(Text for analysis begins)

Fed’s hawkish tilt is just the start

The latest meeting of the Federal Open Market Committee brought no change in policy settings, but a clear and in our opinion timely tilt toward tighter policy in the future.

There was little change in the accompanying policy statement, except that the Federal Reserve (Fed) does seem to be acknowledging that Covid-related downside risks have been reduced by the vaccination programme’s progress.

The focus of the statement released following the two-date FOMC meeting was very much on the Fed’s economic projections and the “dot plot”, its chart representing the interest rate forecasted by 18 members of the committee.

Upgrades to the growth and inflation forecasts for this year were not a surprise, but the increase in the number of FOMC members looking to raise interest rates by the end of 2023 did catch the markets off guard.

The median dot for the end of 2023 moved up to 0.625%. Consensus going into the meeting was that there would be no change from current levels. There was also a noticeable increase in the number expecting higher rates by the end of 2022, although the median dot remained unchanged on this time horizon.

In his press conference, chair Powell acknowledged that the committee was now “talking about talking” about tapering and “the possibility that inflation could turn out to be higher and more persistent than we expect” given the bottlenecks in re-opening the economy.

The Fed’s projections make clear that the pick-up in inflation is seen as transitory, but there has been a significant shift in expectations for this year following recent data.

(Text for analysis ends)

• What you will do
a: In the commentary on the Fed's policy meeting, what level did the median dot for the end of 2023 rise to?
b: Quote the commentary on the Fed's policy meeting from "The focus of" up to and including "of the committee.".

(Data shown begins)

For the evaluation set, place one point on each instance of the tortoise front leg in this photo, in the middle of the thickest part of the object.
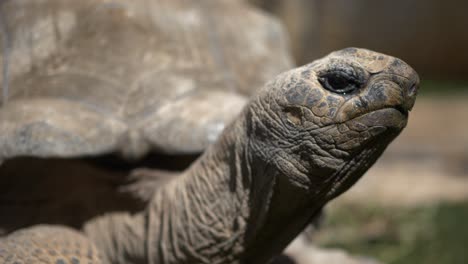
(48, 244)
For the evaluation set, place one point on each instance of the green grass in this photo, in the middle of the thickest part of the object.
(435, 234)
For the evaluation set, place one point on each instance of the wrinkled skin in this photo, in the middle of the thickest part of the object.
(302, 140)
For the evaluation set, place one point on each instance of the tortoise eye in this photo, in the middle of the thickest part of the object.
(339, 82)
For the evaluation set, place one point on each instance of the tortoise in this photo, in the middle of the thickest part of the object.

(Data shown ends)

• Results for the exercise
a: 0.625%

b:
The focus of the statement released following the two-date FOMC meeting was very much on the Fed’s economic projections and the “dot plot”, its chart representing the interest rate forecasted by 18 members of the committee.